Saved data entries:
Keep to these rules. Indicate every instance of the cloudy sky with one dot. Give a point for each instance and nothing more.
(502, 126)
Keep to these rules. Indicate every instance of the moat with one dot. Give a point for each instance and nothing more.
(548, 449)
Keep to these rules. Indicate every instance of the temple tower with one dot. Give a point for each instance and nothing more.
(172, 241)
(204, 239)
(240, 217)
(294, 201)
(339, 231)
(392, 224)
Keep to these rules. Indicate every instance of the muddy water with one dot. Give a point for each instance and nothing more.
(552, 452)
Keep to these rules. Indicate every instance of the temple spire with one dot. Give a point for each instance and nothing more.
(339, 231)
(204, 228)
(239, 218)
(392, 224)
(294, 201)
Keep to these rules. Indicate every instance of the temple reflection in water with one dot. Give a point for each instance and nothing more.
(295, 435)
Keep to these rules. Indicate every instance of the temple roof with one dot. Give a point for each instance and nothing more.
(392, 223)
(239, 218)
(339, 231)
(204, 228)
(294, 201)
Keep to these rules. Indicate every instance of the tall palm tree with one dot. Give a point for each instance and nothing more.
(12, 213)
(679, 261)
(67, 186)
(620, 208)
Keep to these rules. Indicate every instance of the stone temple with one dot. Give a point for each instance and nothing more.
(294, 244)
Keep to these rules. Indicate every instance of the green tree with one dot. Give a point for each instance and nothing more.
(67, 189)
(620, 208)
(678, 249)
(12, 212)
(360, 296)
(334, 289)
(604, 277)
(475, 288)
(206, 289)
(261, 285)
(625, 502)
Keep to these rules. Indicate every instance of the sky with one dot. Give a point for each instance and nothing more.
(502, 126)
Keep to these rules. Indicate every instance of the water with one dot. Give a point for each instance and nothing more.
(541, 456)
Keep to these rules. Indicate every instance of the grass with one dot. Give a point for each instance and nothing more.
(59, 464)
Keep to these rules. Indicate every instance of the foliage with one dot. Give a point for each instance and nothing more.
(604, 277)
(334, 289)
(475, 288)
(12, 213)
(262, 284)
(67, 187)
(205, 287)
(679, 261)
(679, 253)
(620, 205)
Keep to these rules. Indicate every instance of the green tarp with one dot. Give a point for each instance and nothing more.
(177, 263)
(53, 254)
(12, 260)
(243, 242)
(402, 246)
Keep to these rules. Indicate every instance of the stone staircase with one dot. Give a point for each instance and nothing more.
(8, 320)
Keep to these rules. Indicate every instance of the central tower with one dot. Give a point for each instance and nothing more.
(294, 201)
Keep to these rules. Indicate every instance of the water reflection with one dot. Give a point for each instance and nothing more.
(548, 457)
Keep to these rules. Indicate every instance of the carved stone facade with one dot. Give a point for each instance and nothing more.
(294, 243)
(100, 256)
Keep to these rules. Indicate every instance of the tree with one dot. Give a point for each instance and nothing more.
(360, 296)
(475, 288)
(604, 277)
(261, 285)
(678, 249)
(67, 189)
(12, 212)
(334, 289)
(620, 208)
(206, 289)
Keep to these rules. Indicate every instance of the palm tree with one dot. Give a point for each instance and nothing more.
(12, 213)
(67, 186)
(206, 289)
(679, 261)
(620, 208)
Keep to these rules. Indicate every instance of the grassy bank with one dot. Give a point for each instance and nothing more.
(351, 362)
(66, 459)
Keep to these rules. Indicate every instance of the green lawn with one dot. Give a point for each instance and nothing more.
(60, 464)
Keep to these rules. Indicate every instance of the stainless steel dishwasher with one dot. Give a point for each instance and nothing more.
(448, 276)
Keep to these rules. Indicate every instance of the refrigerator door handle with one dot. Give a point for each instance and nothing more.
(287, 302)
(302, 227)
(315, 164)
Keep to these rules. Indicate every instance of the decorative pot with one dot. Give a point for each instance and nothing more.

■ **GIVEN INSTRUCTION**:
Convert every line of the entries above into a Markdown table with the columns Row and Text. Number each line in order under Row, and leave out blank lines.

■ **WRITTEN RESPONSE**:
| Row | Text |
|---|---|
| 1 | Keep to these rules. Indicate every instance of the cloudy sky with one dot. Give a point for each instance and nothing more. |
| 2 | (502, 126) |
| 3 | Keep to these rules. Indicate every instance of the moat with one dot. Give a point for each instance and nothing more. |
| 4 | (548, 449) |
| 5 | Keep to these rules. Indicate every instance of the temple tower with one dot. Give a point for each instance and nothing more. |
| 6 | (172, 241) |
| 7 | (204, 239) |
| 8 | (240, 217) |
| 9 | (294, 201) |
| 10 | (339, 231) |
| 11 | (392, 224) |
| 12 | Keep to these rules. Indicate every instance of the muddy water with one dot. Give a point for each instance and nothing more. |
| 13 | (552, 452) |
| 14 | Keep to these rules. Indicate every instance of the temple spire with one dot. Give a point for each instance and nothing more. |
| 15 | (339, 231) |
| 16 | (204, 228) |
| 17 | (239, 218) |
| 18 | (392, 224) |
| 19 | (294, 201) |
| 20 | Keep to these rules. Indicate every instance of the temple reflection in water with one dot. Give a point for each instance and nothing more. |
| 21 | (295, 435) |
| 22 | Keep to these rules. Indicate every instance of the temple roof with one dot. Give a point for each instance and nothing more. |
| 23 | (392, 223) |
| 24 | (239, 218) |
| 25 | (339, 231) |
| 26 | (204, 228) |
| 27 | (294, 201) |
| 28 | Keep to these rules. Indicate every instance of the tall palm tree with one dot. Give a point for each instance and nothing more. |
| 29 | (12, 213) |
| 30 | (679, 261) |
| 31 | (67, 186) |
| 32 | (620, 208) |
| 33 | Keep to these rules. Indicate every instance of the stone temple with one dot. Give a point for each instance and nothing more. |
| 34 | (294, 244) |
| 35 | Keep to these rules. Indicate every instance of the green tree with one dot. Give a point for each instance and nothing more. |
| 36 | (67, 189) |
| 37 | (620, 208) |
| 38 | (678, 249) |
| 39 | (12, 212) |
| 40 | (360, 296) |
| 41 | (334, 289) |
| 42 | (604, 277) |
| 43 | (475, 288) |
| 44 | (206, 289) |
| 45 | (261, 285) |
| 46 | (625, 502) |
| 47 | Keep to these rules. Indicate every instance of the sky with one dot. Give a point for each instance and nothing more. |
| 48 | (502, 126) |
| 49 | Keep to these rules. Indicate every instance of the water with one dot. Give a point for each instance and nothing more. |
| 50 | (541, 456) |
| 51 | Keep to these rules. Indicate every instance of the grass with one dot. Give a point for each instance and nothing more. |
| 52 | (59, 464) |
| 53 | Keep to these rules. Indicate every instance of the foliage with one dot. Give a point for each instance and nothing more. |
| 54 | (604, 277) |
| 55 | (334, 289) |
| 56 | (475, 288) |
| 57 | (12, 213) |
| 58 | (262, 284) |
| 59 | (67, 187) |
| 60 | (205, 287) |
| 61 | (679, 261) |
| 62 | (679, 253) |
| 63 | (620, 205) |
| 64 | Keep to these rules. Indicate every instance of the green tarp with one dot. Give a point for each instance and nothing more. |
| 65 | (177, 263) |
| 66 | (53, 254) |
| 67 | (12, 260) |
| 68 | (243, 242) |
| 69 | (402, 246) |
| 70 | Keep to these rules. Indicate every instance of the stone staircase with one dot. Give a point for each instance and nothing more. |
| 71 | (8, 320) |
| 72 | Keep to these rules. Indicate every instance of the central tower with one dot. Give a point for each instance and nothing more. |
| 73 | (294, 201) |
| 74 | Keep to these rules. Indicate every instance of the water reflection with one dot. Give a point for each instance and nothing more. |
| 75 | (548, 457) |
| 76 | Keep to these rules. Indicate every instance of the carved stone facade with one dot. Give a point for each instance and nothing more. |
| 77 | (294, 243) |
| 78 | (100, 256) |
| 79 | Keep to these rules. Indicate every instance of the tree with one dot. Give a point for each instance and nothing more. |
| 80 | (360, 296) |
| 81 | (475, 288) |
| 82 | (604, 277) |
| 83 | (261, 285) |
| 84 | (678, 249) |
| 85 | (67, 189) |
| 86 | (12, 212) |
| 87 | (334, 289) |
| 88 | (620, 208) |
| 89 | (206, 289) |
| 90 | Keep to these rules. Indicate every instance of the palm tree with one dot. Give a point for each instance and nothing more. |
| 91 | (12, 213) |
| 92 | (67, 186) |
| 93 | (206, 289) |
| 94 | (679, 261) |
| 95 | (620, 208) |
| 96 | Keep to these rules. Indicate every instance of the grassy bank with one dot. Give a point for each instance and nothing more. |
| 97 | (351, 362) |
| 98 | (66, 459) |
| 99 | Keep to these rules. Indicate every instance of the green lawn with one dot. Give a point for each instance and nothing more. |
| 100 | (60, 464) |
| 101 | Keep to these rules. Indicate every instance of the stainless steel dishwasher with one dot. Give a point for each instance and nothing more. |
| 102 | (448, 276) |
| 103 | Keep to these rules. Indicate every instance of the refrigerator door handle with one dot. Give a point for each instance and nothing more. |
| 104 | (287, 302) |
| 105 | (302, 227) |
| 106 | (315, 164) |
| 107 | Keep to these rules. Indicate every instance of the decorative pot with one dot. Give a point for each instance and nothing more. |